Görev ->
Aşağıdaki okunacak metne dayanarak şu soruları kısaca yanıtlayın:
(a) Metne göre "sezon" ne sebeple erkenden kapandı?
(b) Hemen hemen her plaj çantasında hangi kitap bulunuyordu?
(c) Bu kitabın başkahramanı kimdir?

Pazar 2010 yazının top 10’u

2010 yazının top 10’u

15.08.2010 - 01:00 | Son Güncellenme:

Ramazan’ın gelişiyle “sezon” erkenden kapansa da 2010 yazı bundan öncekiler gibi kendi trendlerini belirledi.

2010 yazının top 10’u

İnsanlar bunaldıklarında roze şarap ile serinleyip kurtlarını Tarkan eşliğinde döktüler. Plajlarda giyilen mini şortlar şehre indi, bilekler çocukların taktıklarını andıran neon renkli plastik saatlerle renklendi ve hemen hemen her plaj çantasında Ahmet Ümit’in “İstanbul Hatırası” kitabı vardı. Son olarak da iyice kızışan Kılıçdaroğlu-Erdoğan atışmasından “Recep Bey-Memur Kemal Efendi” polemiği doğdu. Kısacası yaz henüz bitmedi ama akıllarda nasıl kalacağı şimdiden belli...

Tuğla gibi kitapla plaja

Haberin Devamı

Kitap
Bu yazın en çok konuşulan kitaplarından biri Ahmet Ümit’in “İstanbul Hatırası”ydı. Polisiye romanlardan hoşlanan ve İstanbul’u daha yakından tanımak isteyenler için ideal olan kitabın başkahramanı Ümit’in diğer romanlarında da yer alan dedektif Nevzat. .

Verilen Malzeme ->
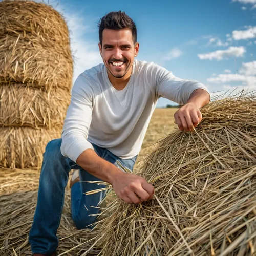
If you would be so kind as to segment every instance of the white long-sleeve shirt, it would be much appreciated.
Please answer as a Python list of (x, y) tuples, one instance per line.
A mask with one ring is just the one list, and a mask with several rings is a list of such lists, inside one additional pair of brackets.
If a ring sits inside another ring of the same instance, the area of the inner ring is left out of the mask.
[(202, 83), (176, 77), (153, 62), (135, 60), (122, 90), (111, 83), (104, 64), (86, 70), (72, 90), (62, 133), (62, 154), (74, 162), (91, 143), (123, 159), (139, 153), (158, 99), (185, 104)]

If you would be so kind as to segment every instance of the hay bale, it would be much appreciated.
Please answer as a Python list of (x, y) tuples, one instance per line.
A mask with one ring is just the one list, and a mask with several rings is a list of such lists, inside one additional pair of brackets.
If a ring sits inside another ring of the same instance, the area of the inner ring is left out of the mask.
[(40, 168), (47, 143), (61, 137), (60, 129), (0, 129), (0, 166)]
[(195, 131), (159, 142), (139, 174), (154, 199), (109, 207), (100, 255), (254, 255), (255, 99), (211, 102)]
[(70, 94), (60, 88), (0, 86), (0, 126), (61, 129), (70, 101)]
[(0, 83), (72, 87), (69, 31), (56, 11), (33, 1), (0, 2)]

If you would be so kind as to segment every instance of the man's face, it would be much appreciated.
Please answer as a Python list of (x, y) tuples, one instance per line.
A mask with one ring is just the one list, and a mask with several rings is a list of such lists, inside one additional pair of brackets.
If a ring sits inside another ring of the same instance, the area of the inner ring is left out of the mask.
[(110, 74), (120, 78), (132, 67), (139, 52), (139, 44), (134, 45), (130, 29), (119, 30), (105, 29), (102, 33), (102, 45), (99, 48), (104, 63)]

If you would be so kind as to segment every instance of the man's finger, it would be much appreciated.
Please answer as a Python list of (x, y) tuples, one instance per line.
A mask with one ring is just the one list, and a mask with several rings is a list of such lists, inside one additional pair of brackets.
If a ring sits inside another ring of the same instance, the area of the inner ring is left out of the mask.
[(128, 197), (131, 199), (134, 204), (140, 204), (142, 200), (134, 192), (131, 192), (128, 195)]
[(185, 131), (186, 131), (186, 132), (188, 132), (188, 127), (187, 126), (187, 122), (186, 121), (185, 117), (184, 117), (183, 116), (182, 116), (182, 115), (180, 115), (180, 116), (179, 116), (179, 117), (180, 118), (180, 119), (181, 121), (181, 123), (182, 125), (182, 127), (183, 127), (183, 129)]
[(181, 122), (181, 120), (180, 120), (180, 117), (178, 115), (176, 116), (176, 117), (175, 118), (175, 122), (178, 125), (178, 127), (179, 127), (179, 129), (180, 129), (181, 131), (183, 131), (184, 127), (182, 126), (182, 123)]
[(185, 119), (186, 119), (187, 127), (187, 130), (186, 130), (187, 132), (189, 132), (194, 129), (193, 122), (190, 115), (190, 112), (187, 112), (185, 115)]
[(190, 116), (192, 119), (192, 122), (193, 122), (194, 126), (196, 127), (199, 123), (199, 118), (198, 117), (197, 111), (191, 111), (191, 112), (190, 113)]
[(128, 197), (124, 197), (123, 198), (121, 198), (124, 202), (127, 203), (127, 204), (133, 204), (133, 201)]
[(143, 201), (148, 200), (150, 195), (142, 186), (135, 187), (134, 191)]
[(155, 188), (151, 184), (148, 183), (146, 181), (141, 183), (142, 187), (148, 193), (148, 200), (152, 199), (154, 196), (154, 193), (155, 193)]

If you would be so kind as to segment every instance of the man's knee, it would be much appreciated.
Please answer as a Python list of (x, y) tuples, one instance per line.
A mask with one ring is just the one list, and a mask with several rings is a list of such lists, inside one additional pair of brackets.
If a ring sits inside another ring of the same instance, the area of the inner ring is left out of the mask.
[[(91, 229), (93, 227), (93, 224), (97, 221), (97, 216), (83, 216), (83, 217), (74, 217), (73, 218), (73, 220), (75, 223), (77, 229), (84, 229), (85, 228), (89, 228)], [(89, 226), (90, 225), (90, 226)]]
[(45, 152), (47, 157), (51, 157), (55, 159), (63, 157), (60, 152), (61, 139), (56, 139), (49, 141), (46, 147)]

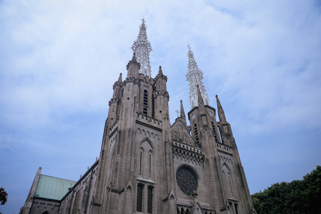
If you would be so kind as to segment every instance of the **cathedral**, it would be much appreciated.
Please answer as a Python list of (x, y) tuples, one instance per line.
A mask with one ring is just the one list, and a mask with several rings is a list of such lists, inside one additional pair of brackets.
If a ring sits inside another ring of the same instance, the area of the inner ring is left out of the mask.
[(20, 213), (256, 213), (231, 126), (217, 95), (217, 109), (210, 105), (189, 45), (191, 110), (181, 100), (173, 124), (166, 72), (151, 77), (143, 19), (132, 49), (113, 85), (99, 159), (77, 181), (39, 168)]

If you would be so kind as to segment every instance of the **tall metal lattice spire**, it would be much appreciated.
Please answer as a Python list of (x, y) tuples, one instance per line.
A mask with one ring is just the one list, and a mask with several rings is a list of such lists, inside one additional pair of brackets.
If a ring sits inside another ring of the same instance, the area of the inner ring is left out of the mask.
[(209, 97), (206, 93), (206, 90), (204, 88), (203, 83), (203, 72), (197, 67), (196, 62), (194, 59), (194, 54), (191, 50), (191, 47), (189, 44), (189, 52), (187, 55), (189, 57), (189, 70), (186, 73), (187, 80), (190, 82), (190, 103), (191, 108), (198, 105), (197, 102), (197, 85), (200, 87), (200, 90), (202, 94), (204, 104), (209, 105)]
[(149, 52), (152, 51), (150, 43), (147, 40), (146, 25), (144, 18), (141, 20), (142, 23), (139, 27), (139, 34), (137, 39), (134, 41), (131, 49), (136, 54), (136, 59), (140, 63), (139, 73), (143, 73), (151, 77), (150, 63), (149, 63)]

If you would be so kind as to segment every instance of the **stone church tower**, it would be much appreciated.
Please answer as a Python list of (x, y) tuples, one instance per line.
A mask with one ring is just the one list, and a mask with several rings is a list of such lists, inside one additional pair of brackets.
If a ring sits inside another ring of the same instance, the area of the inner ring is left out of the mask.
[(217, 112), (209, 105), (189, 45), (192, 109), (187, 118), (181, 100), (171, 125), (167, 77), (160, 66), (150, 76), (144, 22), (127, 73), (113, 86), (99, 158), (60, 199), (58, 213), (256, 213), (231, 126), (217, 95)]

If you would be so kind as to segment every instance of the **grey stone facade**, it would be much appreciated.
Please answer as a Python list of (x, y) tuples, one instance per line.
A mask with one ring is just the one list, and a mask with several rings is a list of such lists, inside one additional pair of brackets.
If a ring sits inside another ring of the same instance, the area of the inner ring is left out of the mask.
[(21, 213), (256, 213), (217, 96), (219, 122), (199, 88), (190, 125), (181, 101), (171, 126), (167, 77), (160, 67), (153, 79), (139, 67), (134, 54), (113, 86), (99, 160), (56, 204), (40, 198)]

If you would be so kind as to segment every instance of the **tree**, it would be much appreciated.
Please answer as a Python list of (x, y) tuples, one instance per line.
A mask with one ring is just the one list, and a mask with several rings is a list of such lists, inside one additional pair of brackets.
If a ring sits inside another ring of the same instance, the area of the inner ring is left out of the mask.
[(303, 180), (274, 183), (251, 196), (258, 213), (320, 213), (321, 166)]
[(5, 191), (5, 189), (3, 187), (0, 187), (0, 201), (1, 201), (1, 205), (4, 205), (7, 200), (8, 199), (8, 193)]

Sonuç ->
(a) Ramazan'ın gelişi.
(b) Ahmet Ümit'in "İstanbul Hatırası" adlı kitabı.
(c) Dedektif Nevzat.